Items from a dataset:

▶

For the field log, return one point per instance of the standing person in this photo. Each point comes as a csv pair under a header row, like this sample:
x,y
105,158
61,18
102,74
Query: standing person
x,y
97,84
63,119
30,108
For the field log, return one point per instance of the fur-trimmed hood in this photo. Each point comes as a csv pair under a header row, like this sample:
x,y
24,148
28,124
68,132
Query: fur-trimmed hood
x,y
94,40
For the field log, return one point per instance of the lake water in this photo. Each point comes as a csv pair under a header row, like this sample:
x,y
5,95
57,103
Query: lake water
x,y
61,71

◀

▸ Work order
Your answer must be an exact copy of all the entries.

▸ Answer section
For the field log, return one point per instance of the standing person in this photo. Each point comes as a csv pair under a header row, like this sample:
x,y
105,158
61,18
102,74
Query: standing person
x,y
97,84
63,119
30,108
For the field log, return one point per instance of the fur-trimmed hood in this photo. Each point comes as a csv pair under a header row, like this sample:
x,y
24,148
28,124
68,132
Query: fur-trimmed hood
x,y
94,40
For the field log, return one point per instance of the lake water in this photo. Each point comes as a csv pair under a header row, like this sample:
x,y
5,95
57,103
Query: lake water
x,y
61,71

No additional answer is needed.